§ DOCUMENT SECTION:

A local grocery store has been doing some major remodeling. This summer they redesigned their parking lot, including new landscaping. A number of young oak trees were planted in the soil beds dividing the parking area into sections. This is a great idea. Previously the parking lot was quite bare and without trees to provide shade or touch of nature. However, due to a critical lack of forethought, these young trees sadly suffered the same fate as improvement initiatives have in many organizations.

The general contractor who is otherwise doing what seems to be good work failed to take certain risks into account when planting these trees. I observed the trees being moved into the parking lot towards the end of the week in mid-July. They were placed with the root balls resting on top of the soil for some period of time – perhaps hours, perhaps overnight. By the time I saw them again on Sunday afternoon, the trees were already too far gone. The western part of Washington State has been in a drought condition for the past few months.

Summers are normally dry here, especially in late July and into August. But the rains return in force after October so at the moment there is no real sense of urgency. We have also been experiencing temperatures in the high 80F or even 90F range for weeks at a time, which is not typical. The particular weekend when the oak trees were transplanted was one of the hottest so far this year. These trees newly planted in the narrow islands of soil in a sea of hot asphalt under the direct sun did not survive the weekend. When I touched the dry-looking leaves on the tree, they crumbled into small fragments.

Entries from a pointing dataset

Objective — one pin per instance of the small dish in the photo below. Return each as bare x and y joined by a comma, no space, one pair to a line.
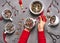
54,20
29,23
36,7
9,28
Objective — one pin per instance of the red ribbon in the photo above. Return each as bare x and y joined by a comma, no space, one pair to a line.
4,36
1,18
42,16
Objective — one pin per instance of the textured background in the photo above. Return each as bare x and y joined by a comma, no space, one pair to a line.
33,36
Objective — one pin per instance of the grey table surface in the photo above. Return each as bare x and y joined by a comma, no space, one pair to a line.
33,36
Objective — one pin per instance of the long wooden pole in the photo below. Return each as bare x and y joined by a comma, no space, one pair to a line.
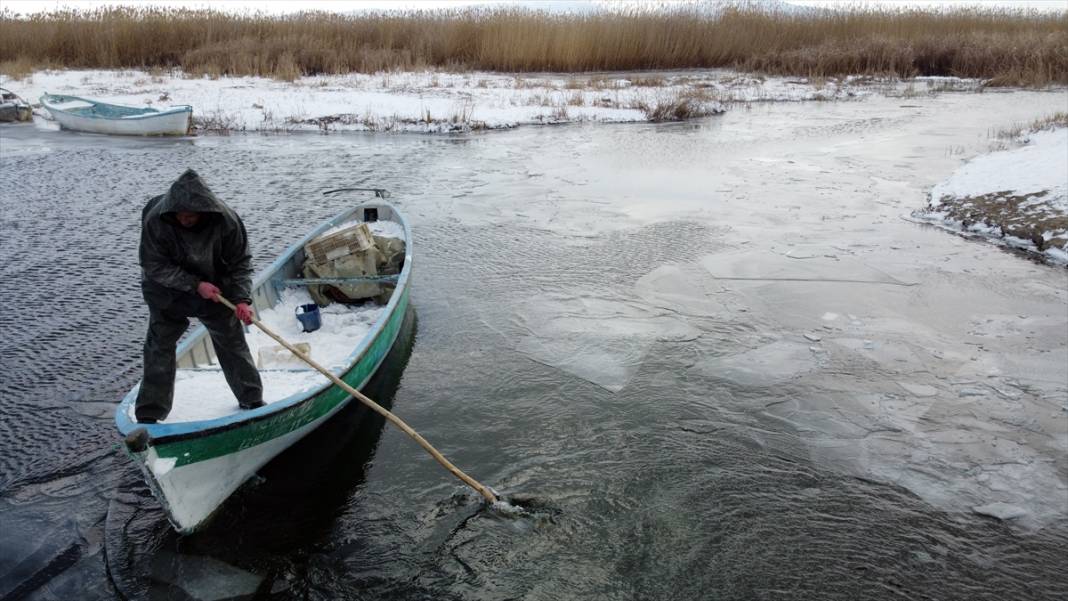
483,490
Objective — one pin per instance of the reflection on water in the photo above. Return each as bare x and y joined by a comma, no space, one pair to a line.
711,358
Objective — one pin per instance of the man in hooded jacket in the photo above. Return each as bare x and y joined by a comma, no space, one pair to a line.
193,248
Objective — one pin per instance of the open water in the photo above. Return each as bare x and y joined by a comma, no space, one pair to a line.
711,358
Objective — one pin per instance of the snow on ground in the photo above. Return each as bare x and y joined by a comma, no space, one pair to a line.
1018,198
433,101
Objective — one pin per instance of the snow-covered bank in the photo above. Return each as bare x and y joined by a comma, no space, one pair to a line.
1018,198
433,101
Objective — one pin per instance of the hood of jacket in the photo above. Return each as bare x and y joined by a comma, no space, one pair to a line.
189,193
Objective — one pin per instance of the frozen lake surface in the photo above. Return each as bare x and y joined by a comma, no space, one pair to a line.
716,356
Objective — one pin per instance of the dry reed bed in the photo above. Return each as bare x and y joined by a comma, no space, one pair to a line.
1007,47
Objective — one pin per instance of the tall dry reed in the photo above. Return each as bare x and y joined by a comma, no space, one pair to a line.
1007,46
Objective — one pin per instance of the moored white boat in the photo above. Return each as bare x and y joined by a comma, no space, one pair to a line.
193,464
83,114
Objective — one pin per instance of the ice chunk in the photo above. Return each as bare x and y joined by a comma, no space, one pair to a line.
1001,510
769,364
922,391
600,341
204,579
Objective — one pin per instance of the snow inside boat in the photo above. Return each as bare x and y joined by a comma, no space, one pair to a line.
206,447
82,114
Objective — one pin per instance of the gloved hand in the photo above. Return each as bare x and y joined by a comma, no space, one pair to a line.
208,290
244,313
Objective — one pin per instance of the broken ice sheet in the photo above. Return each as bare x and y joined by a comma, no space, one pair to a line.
601,341
776,362
678,288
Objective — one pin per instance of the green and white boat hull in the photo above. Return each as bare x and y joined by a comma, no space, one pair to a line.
193,467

§ WORK TO DO:
A) Answer these questions from the account of the parking lot oak trees:
(i) What kind of young trees were planted in the soil beds that divide the parking area?
(ii) Which part of Washington State has been in a drought condition for the past few months?
(iii) What happened to the dry-looking leaves when they were touched?
B) Pick up the account of the parking lot oak trees after its last sentence and carry it forward.

§ RESULTS OF THE EXERCISE:
A)
(i) Young oak trees.
(ii) The western part.
(iii) They crumbled into small fragments.

B)
Simply put, the trees died due to a lack of proper nemawashi. This lean term means “preparing the roots for transplanting” in Japanese. The purpose of nemawashi is to make sure that the tree moved from one location to another, lives. Logically then, nemawashi extends also to preparing the soil where the tree will be planted, as well as care and monitoring of the tree after transplant.

My local grocery needed a lesson in nemawashi, or at least a general contractor who considered the weather forecast, and made arrangements to ensure that the trees were watered to prevent them baking in the sun. As it was the weekend, the construction crew was not on site, but the grocery store staff could easily have watered the trees had they known and taken initiative. It is a gardening term adopted to describe the consensus building process of Japanese organizations, and via lean thinking to the West.

So what’s the parallel we can draw from these unfortunate oak trees to the failures or successes of or organizations to embedding a culture of continuous improvement? Or, for that matter, embedding any good process, system, policy or idea among any group of people? In lean management terms, nemawashi is preparing the minds of people for the transplant of new ideas. At the most basic level this is communication based on mutual respect, building consensus in advance of the new software system, management practice or improvement initiative going in. One could call it change management, but there is more to it than tnat. Unlike trees, when people experience bad nemawashi, they very seldom die. But the transplanted good ideas do.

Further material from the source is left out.